> **Input data**:

+---+

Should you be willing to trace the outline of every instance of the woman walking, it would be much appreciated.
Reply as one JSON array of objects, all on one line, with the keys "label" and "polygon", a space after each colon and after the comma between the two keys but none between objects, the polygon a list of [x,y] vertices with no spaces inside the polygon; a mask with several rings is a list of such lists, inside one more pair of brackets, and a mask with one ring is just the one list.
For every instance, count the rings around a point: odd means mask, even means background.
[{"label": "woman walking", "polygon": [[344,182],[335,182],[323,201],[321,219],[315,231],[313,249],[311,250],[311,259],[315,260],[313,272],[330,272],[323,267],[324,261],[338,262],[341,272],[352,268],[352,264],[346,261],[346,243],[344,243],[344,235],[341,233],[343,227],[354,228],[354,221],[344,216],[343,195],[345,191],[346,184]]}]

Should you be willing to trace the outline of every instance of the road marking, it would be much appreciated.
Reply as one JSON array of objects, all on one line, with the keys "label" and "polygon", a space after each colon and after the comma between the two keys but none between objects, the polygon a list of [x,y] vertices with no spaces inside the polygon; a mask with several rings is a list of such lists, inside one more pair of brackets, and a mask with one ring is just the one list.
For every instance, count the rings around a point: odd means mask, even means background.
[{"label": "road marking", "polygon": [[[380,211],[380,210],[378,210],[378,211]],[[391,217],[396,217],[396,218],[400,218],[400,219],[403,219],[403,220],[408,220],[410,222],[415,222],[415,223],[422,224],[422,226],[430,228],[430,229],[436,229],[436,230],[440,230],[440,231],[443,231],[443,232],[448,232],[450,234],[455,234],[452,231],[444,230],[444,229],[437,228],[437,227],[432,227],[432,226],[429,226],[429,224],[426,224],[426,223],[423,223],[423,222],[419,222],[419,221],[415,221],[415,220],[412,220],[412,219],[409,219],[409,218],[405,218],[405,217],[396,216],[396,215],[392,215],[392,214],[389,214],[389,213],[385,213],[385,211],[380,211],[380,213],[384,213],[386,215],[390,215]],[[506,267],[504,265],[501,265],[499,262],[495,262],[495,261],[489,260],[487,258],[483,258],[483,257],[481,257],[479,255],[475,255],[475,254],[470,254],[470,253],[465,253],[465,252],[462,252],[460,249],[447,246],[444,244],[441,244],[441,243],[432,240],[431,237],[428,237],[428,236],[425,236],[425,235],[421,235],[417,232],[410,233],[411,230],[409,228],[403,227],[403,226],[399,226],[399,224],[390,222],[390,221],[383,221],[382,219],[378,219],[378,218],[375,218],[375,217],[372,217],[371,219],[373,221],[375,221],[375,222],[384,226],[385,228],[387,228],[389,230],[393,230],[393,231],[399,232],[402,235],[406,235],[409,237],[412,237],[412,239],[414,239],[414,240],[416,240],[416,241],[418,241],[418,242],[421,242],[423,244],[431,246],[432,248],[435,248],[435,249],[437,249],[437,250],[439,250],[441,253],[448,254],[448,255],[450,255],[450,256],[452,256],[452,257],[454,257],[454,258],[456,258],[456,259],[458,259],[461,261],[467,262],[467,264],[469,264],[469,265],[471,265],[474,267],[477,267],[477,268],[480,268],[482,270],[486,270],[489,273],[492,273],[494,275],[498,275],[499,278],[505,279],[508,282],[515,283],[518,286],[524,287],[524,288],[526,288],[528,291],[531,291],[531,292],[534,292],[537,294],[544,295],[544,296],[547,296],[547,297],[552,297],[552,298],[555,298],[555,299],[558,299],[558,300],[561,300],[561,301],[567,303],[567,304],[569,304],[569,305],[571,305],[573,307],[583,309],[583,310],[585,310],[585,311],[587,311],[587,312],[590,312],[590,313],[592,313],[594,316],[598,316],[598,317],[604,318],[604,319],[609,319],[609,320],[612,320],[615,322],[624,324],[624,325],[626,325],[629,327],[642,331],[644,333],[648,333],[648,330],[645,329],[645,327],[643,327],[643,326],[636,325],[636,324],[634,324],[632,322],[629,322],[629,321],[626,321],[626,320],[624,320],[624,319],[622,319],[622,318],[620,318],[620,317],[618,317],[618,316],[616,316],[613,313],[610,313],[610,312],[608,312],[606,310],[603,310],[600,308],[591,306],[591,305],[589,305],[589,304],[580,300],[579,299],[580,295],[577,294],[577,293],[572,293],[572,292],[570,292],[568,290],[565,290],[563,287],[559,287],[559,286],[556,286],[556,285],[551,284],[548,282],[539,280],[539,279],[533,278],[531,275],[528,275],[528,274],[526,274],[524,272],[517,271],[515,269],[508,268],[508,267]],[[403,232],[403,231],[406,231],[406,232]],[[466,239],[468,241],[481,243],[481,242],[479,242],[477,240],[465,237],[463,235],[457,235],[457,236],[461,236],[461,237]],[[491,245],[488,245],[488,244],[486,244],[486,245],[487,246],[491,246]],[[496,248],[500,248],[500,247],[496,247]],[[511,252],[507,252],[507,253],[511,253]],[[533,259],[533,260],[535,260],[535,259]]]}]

+---+

> **Short exercise**: Every entry should be output exactly as written, please.

> **The output**:
Should you be willing to trace the outline of every instance of the woman walking, it would be much appreciated.
Reply as one JSON array of objects, all on one line, with the keys "label" and "polygon", a space after each colon and after the comma between the two keys but none between objects, the polygon a list of [x,y] vertices with no spaces inside the polygon; a mask with several rings is a list of such lists, inside one more pair of brackets, and a mask with one ring is just the one list.
For every instance, count the rings around a point: odd means mask, even means background.
[{"label": "woman walking", "polygon": [[344,182],[335,182],[323,201],[321,219],[315,231],[313,249],[311,250],[311,259],[315,260],[313,272],[330,272],[323,267],[324,261],[338,262],[341,272],[352,268],[352,264],[346,261],[346,243],[344,243],[344,235],[341,233],[343,227],[354,228],[354,221],[344,216],[343,195],[345,191],[346,184]]}]

Should you be willing to trace the outline of every instance of the road marking, it would be much appreciated.
Reply as one JSON array of objects, all on one line, with the keys "label" and "polygon", a space after each colon and after the comma between the two keys but none between objects, the polygon a list of [x,y] vertices with no spaces inside the polygon; a mask with several rings is a list of such lists, inside one more pair of brackets, and a mask with one ring is just the one list.
For every instance, count the rings around a point: odd means mask, even means background.
[{"label": "road marking", "polygon": [[[380,211],[380,210],[378,210],[378,211]],[[391,217],[396,217],[396,218],[400,218],[400,219],[403,219],[403,220],[408,220],[410,222],[415,222],[415,223],[422,224],[422,226],[430,228],[430,229],[436,229],[436,230],[440,230],[440,231],[443,231],[443,232],[448,232],[450,234],[455,234],[452,231],[444,230],[444,229],[437,228],[437,227],[432,227],[432,226],[429,226],[429,224],[426,224],[426,223],[423,223],[423,222],[419,222],[419,221],[415,221],[415,220],[412,220],[412,219],[409,219],[409,218],[405,218],[405,217],[396,216],[396,215],[392,215],[392,214],[389,214],[389,213],[385,213],[385,211],[380,211],[380,213],[384,213],[386,215],[390,215]],[[506,267],[504,265],[501,265],[499,262],[495,262],[495,261],[489,260],[487,258],[483,258],[483,257],[481,257],[479,255],[475,255],[475,254],[470,254],[470,253],[465,253],[465,252],[462,252],[460,249],[447,246],[444,244],[441,244],[441,243],[432,240],[431,237],[428,237],[428,236],[425,236],[425,235],[421,235],[417,232],[410,233],[411,230],[409,228],[403,227],[403,226],[399,226],[399,224],[390,222],[390,221],[383,221],[382,219],[378,219],[378,218],[375,218],[375,217],[372,217],[371,219],[373,221],[375,221],[375,222],[384,226],[385,228],[387,228],[389,230],[393,230],[393,231],[399,232],[402,235],[406,235],[409,237],[412,237],[412,239],[414,239],[414,240],[416,240],[416,241],[418,241],[418,242],[421,242],[423,244],[431,246],[432,248],[435,248],[435,249],[437,249],[437,250],[439,250],[441,253],[448,254],[448,255],[450,255],[450,256],[452,256],[452,257],[454,257],[454,258],[456,258],[456,259],[458,259],[461,261],[467,262],[467,264],[469,264],[469,265],[471,265],[474,267],[477,267],[477,268],[480,268],[482,270],[486,270],[489,273],[492,273],[494,275],[498,275],[499,278],[505,279],[508,282],[515,283],[518,286],[524,287],[524,288],[526,288],[528,291],[531,291],[531,292],[534,292],[537,294],[544,295],[544,296],[547,296],[547,297],[552,297],[552,298],[555,298],[555,299],[558,299],[558,300],[561,300],[561,301],[567,303],[567,304],[569,304],[569,305],[571,305],[573,307],[583,309],[583,310],[585,310],[585,311],[587,311],[587,312],[590,312],[590,313],[592,313],[594,316],[598,316],[598,317],[604,318],[604,319],[609,319],[609,320],[612,320],[615,322],[624,324],[624,325],[626,325],[629,327],[642,331],[644,333],[648,333],[648,330],[645,329],[645,327],[643,327],[643,326],[636,325],[636,324],[634,324],[632,322],[629,322],[629,321],[626,321],[626,320],[624,320],[624,319],[622,319],[622,318],[620,318],[620,317],[618,317],[618,316],[616,316],[613,313],[610,313],[610,312],[608,312],[606,310],[603,310],[600,308],[591,306],[591,305],[589,305],[589,304],[580,300],[579,299],[580,295],[577,294],[577,293],[572,293],[572,292],[570,292],[568,290],[565,290],[563,287],[559,287],[559,286],[556,286],[556,285],[551,284],[548,282],[539,280],[539,279],[533,278],[531,275],[528,275],[528,274],[526,274],[524,272],[517,271],[515,269],[508,268],[508,267]],[[403,232],[403,231],[406,231],[406,232]],[[466,239],[468,241],[481,243],[481,242],[479,242],[477,240],[465,237],[463,235],[457,235],[457,236],[461,236],[461,237]],[[491,245],[488,245],[488,244],[486,244],[486,245],[487,246],[491,246]],[[496,248],[500,248],[500,247],[496,247]],[[511,252],[507,252],[507,253],[511,253]],[[533,259],[533,260],[535,260],[535,259]]]}]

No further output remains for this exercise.